## [DESCRIPTION OF THE TASK]
What you give back should be only the lines from the one holding "Point out the girl" through the final line of the records, each reproduced exactly.

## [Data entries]
════════

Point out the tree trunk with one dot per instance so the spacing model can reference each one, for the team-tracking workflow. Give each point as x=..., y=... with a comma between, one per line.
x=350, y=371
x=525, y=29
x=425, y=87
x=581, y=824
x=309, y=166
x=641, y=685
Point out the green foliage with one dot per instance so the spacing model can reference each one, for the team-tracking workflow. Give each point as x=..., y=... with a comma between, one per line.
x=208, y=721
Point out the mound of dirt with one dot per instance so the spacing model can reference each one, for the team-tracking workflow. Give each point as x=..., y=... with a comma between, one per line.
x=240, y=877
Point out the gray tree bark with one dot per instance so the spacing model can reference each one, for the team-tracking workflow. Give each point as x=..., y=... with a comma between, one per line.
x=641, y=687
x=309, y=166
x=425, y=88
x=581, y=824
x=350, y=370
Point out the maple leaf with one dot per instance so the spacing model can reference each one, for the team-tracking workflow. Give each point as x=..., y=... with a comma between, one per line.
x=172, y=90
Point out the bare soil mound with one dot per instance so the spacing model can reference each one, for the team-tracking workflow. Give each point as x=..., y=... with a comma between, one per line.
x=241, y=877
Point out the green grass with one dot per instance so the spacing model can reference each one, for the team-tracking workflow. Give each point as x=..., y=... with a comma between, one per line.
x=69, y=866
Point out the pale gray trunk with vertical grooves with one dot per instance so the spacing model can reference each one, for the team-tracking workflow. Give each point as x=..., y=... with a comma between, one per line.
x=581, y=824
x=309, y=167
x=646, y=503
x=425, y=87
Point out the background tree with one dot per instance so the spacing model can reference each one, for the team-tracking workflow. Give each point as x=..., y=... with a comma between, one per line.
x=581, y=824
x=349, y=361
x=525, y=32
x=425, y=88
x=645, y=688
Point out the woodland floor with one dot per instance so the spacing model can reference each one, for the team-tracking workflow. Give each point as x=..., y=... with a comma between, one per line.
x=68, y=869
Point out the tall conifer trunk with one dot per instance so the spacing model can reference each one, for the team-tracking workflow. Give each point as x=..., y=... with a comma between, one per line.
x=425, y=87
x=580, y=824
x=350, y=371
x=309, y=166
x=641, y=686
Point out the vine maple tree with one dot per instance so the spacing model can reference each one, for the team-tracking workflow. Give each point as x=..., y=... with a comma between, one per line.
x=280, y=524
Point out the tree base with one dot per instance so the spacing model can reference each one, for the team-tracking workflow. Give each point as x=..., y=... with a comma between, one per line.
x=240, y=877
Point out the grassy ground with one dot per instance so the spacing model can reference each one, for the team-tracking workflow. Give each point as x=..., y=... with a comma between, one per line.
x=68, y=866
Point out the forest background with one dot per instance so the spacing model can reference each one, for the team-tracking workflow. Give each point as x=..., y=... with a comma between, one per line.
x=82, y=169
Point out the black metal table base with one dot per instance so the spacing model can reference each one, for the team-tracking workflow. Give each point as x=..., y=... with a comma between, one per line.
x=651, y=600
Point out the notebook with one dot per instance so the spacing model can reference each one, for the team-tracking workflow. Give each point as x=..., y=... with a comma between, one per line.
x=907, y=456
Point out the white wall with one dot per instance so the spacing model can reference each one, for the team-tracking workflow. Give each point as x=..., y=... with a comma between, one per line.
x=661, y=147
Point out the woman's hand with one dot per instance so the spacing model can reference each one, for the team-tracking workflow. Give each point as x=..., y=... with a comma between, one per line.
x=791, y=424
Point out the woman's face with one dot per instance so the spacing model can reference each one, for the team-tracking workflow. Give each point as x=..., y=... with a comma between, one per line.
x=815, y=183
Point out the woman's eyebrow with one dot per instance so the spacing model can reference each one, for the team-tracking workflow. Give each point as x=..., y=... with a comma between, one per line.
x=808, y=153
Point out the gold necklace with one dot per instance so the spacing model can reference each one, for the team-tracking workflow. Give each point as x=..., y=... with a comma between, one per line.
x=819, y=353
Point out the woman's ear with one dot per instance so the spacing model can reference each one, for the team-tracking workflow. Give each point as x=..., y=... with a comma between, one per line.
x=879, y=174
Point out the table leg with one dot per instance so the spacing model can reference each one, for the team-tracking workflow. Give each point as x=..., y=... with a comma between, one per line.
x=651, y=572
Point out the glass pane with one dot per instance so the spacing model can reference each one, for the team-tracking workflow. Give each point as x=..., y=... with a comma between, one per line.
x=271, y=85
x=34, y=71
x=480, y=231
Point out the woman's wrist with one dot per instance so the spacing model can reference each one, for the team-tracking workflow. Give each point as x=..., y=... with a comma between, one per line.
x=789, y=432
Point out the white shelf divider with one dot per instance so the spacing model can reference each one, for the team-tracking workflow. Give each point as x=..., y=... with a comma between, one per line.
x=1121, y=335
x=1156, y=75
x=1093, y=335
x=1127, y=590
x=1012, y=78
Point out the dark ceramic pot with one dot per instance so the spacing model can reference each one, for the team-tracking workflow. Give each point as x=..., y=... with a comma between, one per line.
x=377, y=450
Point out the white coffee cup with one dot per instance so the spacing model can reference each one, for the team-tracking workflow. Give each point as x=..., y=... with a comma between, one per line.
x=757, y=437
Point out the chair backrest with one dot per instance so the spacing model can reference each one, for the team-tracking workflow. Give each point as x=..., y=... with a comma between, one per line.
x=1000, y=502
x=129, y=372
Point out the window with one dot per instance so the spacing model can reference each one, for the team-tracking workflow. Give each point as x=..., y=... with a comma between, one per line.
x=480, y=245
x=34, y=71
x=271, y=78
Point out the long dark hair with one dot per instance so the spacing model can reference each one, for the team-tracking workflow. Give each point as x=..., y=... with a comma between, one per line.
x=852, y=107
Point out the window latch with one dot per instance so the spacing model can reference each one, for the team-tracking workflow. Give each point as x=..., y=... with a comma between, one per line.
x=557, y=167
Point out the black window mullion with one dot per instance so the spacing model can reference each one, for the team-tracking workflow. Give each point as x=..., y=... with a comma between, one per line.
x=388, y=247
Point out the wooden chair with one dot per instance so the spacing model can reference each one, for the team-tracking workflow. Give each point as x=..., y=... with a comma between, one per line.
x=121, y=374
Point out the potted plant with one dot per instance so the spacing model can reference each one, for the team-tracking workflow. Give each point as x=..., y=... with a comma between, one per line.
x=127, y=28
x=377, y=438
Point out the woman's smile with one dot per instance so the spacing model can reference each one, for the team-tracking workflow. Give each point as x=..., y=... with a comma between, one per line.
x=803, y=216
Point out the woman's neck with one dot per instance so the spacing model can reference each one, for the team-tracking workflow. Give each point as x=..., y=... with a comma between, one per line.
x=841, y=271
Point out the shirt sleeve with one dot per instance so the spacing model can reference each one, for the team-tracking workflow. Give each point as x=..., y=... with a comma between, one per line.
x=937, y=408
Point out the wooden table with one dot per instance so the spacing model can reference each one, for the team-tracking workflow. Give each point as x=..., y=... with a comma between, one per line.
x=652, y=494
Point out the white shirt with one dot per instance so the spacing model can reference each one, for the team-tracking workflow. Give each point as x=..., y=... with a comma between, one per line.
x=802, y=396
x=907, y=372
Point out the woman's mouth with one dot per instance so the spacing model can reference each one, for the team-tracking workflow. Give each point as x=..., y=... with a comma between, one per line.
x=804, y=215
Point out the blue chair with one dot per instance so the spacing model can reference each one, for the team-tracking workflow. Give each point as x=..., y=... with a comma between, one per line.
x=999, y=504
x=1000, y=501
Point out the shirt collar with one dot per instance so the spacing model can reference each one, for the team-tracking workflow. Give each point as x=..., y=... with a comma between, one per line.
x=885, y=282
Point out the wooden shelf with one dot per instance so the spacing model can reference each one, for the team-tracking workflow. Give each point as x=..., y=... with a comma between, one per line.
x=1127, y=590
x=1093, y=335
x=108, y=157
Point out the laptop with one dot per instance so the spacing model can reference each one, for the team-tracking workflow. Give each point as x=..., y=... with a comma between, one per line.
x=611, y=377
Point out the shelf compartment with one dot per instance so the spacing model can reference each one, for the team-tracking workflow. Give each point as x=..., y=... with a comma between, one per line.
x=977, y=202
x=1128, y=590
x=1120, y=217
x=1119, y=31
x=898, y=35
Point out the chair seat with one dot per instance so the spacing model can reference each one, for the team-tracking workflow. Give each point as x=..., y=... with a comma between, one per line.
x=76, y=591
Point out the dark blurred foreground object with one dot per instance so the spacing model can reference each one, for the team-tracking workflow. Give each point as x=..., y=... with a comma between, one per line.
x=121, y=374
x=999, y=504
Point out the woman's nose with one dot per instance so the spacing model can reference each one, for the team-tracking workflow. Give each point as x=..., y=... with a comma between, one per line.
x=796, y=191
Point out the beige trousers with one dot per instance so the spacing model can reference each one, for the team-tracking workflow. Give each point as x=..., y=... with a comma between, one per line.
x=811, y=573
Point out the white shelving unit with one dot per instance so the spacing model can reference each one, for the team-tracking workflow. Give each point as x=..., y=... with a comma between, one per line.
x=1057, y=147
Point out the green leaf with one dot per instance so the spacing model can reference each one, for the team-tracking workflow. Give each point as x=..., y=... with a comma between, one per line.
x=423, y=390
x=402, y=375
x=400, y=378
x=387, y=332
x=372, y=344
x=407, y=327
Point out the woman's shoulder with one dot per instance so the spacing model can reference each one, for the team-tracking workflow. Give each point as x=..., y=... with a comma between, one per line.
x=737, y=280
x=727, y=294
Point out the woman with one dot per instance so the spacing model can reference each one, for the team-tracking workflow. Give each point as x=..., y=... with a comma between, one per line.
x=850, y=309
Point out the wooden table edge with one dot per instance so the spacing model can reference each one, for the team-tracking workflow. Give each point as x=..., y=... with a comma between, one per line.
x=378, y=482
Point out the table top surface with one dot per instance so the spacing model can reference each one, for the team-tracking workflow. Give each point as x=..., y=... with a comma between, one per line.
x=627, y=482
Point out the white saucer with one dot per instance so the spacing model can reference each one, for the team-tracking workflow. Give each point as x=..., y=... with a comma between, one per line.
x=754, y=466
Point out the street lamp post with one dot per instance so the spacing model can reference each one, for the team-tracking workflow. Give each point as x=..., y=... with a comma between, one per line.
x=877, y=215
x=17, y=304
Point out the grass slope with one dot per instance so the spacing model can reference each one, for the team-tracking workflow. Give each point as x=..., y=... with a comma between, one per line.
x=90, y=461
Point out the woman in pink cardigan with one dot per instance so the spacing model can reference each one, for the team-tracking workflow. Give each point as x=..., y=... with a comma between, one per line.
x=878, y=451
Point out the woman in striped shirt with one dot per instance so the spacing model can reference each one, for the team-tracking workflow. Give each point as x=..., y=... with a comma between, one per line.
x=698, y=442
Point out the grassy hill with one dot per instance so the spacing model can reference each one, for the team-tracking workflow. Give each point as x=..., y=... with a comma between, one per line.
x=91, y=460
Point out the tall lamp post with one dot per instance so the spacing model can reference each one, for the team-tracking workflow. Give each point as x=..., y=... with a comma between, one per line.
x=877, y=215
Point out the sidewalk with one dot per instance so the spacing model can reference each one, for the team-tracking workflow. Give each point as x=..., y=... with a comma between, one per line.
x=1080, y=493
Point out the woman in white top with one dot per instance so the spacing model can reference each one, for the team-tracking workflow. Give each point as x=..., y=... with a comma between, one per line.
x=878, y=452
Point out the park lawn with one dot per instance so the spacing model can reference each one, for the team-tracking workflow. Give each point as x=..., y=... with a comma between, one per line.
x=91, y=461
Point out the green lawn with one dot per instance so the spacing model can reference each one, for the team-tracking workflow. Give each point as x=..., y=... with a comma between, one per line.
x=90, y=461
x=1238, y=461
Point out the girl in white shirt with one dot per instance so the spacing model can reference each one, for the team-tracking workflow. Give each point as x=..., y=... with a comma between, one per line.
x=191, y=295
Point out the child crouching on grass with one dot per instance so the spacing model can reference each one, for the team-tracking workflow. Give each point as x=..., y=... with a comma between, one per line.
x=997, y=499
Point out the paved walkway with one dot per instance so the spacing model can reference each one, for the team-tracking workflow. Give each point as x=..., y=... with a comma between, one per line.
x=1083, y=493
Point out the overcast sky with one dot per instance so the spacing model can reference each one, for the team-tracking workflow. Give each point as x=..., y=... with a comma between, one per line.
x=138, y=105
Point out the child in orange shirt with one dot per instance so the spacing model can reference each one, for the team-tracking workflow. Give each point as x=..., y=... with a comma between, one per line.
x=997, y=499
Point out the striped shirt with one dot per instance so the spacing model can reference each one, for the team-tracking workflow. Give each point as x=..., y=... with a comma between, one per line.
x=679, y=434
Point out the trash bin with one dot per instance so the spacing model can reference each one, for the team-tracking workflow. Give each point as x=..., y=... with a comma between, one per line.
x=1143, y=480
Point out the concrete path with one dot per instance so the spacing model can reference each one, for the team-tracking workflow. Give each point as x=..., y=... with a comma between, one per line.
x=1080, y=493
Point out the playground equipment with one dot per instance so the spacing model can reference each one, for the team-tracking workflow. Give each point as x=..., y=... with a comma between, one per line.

════════

## [EXERCISE SOLUTION]
Point out the girl in white shirt with one dot per instance so the spacing model can reference each one, for the team-tracking workflow. Give each point as x=..., y=... with a comma between, one per line.
x=191, y=295
Point out the child crouching on grass with one dot per instance so the spacing model can reference each one, for the team-tracking workflow. Give each point as x=..., y=... with a comma between, one per line.
x=997, y=499
Point out the paved walkway with one dot per instance so the spacing model can reference each one, for the team-tracking workflow. Give each point as x=..., y=... with a comma between, one per line.
x=1083, y=493
Point out the overcast sky with one dot per instance so the spacing model can reference each one, for the team-tracking workflow. Give each point as x=..., y=... with a comma between, one per line.
x=138, y=105
Point out the child in orange shirt with one dot per instance so the spacing model can reference each one, for the team-tracking workflow. Give each point as x=..., y=... with a comma between, one per line.
x=997, y=499
Point out the striped shirt with one dot per instance so the spacing model can reference each one, for the team-tracking workflow. Give each point as x=..., y=... with a comma between, one per line.
x=679, y=434
Point out the trash bin with one dot per instance so the spacing model can reference each one, for the team-tracking workflow. Give each point as x=..., y=... with a comma between, one per line.
x=1143, y=480
Point out the concrete path with one dot per instance so the spacing model can reference each one, for the team-tracking workflow. Give each point as x=..., y=... with a comma between, one per line.
x=1080, y=493
Point out the playground equipment with one dot per instance so the spacing model can reference each one, for the team-tracking workflow. Give each point as x=..., y=... with a comma between, one per line.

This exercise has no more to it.